- _About this task_
Transcribe all the records exactly and omit any images they hold.
- - - -
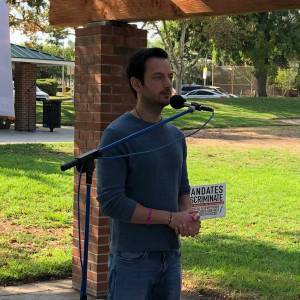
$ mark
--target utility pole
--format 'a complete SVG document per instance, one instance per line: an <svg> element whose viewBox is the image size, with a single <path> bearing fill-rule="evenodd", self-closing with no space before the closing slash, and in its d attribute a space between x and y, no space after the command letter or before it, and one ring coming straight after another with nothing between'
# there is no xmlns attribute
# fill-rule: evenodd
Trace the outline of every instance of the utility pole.
<svg viewBox="0 0 300 300"><path fill-rule="evenodd" d="M63 58L65 58L65 40L63 39ZM65 96L65 66L62 65L61 67L61 91L62 95Z"/></svg>
<svg viewBox="0 0 300 300"><path fill-rule="evenodd" d="M205 55L205 62L204 62L204 68L203 68L203 84L206 85L206 79L207 79L207 53Z"/></svg>

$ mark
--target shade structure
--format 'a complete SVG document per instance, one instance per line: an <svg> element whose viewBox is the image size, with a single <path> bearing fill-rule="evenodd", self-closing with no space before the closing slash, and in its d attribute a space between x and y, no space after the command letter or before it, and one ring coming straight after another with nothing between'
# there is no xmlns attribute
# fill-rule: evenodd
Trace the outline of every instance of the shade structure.
<svg viewBox="0 0 300 300"><path fill-rule="evenodd" d="M300 0L51 0L50 23L175 20L300 8Z"/></svg>

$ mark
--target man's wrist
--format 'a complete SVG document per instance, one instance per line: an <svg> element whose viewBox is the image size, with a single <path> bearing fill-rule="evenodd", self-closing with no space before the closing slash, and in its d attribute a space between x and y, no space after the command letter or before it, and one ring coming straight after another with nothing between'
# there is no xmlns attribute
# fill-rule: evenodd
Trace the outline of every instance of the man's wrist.
<svg viewBox="0 0 300 300"><path fill-rule="evenodd" d="M173 213L170 211L168 224L167 224L168 226L171 224L172 220L173 220Z"/></svg>

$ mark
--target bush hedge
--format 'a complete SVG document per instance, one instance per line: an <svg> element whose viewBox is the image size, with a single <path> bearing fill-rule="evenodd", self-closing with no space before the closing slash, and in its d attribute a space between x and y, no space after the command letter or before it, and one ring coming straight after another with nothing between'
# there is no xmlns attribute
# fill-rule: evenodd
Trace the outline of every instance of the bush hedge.
<svg viewBox="0 0 300 300"><path fill-rule="evenodd" d="M69 92L71 90L71 87L69 87L69 86L66 86L66 91L67 92ZM59 86L58 88L57 88L57 92L62 92L62 87L61 86Z"/></svg>
<svg viewBox="0 0 300 300"><path fill-rule="evenodd" d="M56 90L58 86L56 79L37 79L36 85L49 96L56 96Z"/></svg>

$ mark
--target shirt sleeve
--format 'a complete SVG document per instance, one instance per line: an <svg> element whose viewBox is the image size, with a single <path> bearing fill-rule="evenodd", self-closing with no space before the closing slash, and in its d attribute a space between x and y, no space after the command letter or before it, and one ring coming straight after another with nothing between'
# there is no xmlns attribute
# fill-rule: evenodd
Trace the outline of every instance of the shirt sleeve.
<svg viewBox="0 0 300 300"><path fill-rule="evenodd" d="M113 129L106 129L101 137L99 148L119 140ZM97 200L105 216L129 222L136 208L136 201L126 196L126 174L128 172L128 158L117 158L128 154L126 143L115 146L102 153L97 160ZM105 158L114 157L114 158Z"/></svg>

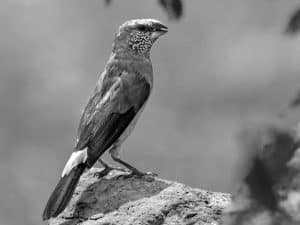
- - - -
- _Result of the exercise_
$ mark
--target utility pole
--format 'a complete SVG document per instance, one instance per line: an <svg> element whose viewBox is the image size, with a single <path> bearing fill-rule="evenodd", self-closing with no space before the closing slash, and in its d attribute a space between x and y, no space after the command letter or before it, and one ring coming straight after another with nothing between'
# there is no xmlns attribute
# fill-rule: evenodd
Trace the outline of every instance of the utility pole.
<svg viewBox="0 0 300 300"><path fill-rule="evenodd" d="M63 58L65 58L65 40L63 39ZM65 96L65 66L62 65L61 67L61 91L62 95Z"/></svg>
<svg viewBox="0 0 300 300"><path fill-rule="evenodd" d="M205 55L205 62L204 62L204 68L203 68L203 84L206 85L206 79L207 79L207 53Z"/></svg>

$ mark
--target shade structure
--format 'a complete SVG document per instance, one instance per line: an <svg> element whose viewBox is the image size, with a single <path> bearing fill-rule="evenodd", self-closing with no space before the closing slash, and in its d attribute a space between x and y, no space after the command letter or before it, and one ring coming straight after another with nothing between'
# there is no xmlns attribute
# fill-rule: evenodd
Trace the outline of every instance of the shade structure.
<svg viewBox="0 0 300 300"><path fill-rule="evenodd" d="M300 0L51 0L50 23L175 20L300 8Z"/></svg>

$ mark
--target man's wrist
--format 'a complete SVG document per instance, one instance per line: an <svg> element whose viewBox is the image size, with a single <path> bearing fill-rule="evenodd", self-closing with no space before the closing slash, and in its d attribute a space between x and y, no space after the command letter or before it, and one ring coming straight after another with nothing between'
# there is no xmlns attribute
# fill-rule: evenodd
Trace the outline of every instance of the man's wrist.
<svg viewBox="0 0 300 300"><path fill-rule="evenodd" d="M173 213L170 211L168 224L167 224L168 226L171 224L172 220L173 220Z"/></svg>

$ mark
--target bush hedge
--format 'a complete SVG document per instance, one instance per line: an <svg> element whose viewBox is the image size, with a single <path> bearing fill-rule="evenodd", self-closing with no space before the closing slash, and in its d attribute a space between x and y, no space after the command letter or before it, and one ring coming straight after another with nothing between'
# there is no xmlns attribute
# fill-rule: evenodd
Trace the outline of every instance of the bush hedge.
<svg viewBox="0 0 300 300"><path fill-rule="evenodd" d="M69 92L71 90L71 87L69 87L69 86L66 86L66 91L67 92ZM59 86L58 88L57 88L57 92L62 92L62 87L61 86Z"/></svg>
<svg viewBox="0 0 300 300"><path fill-rule="evenodd" d="M56 90L58 86L56 79L37 79L36 85L49 96L56 96Z"/></svg>

$ mark
--target shirt sleeve
--format 'a complete SVG document per instance, one instance per line: an <svg> element whose viewBox is the image size, with a single <path> bearing fill-rule="evenodd", self-closing with no space before the closing slash, and in its d attribute a space between x and y, no space after the command letter or before it, and one ring coming straight after another with nothing between'
# there is no xmlns attribute
# fill-rule: evenodd
Trace the outline of every instance of the shirt sleeve.
<svg viewBox="0 0 300 300"><path fill-rule="evenodd" d="M113 129L106 129L101 137L99 148L119 140ZM97 200L105 216L129 222L136 208L136 201L126 196L126 174L128 172L128 158L117 158L128 154L126 143L115 146L102 153L97 160ZM105 158L114 157L114 158Z"/></svg>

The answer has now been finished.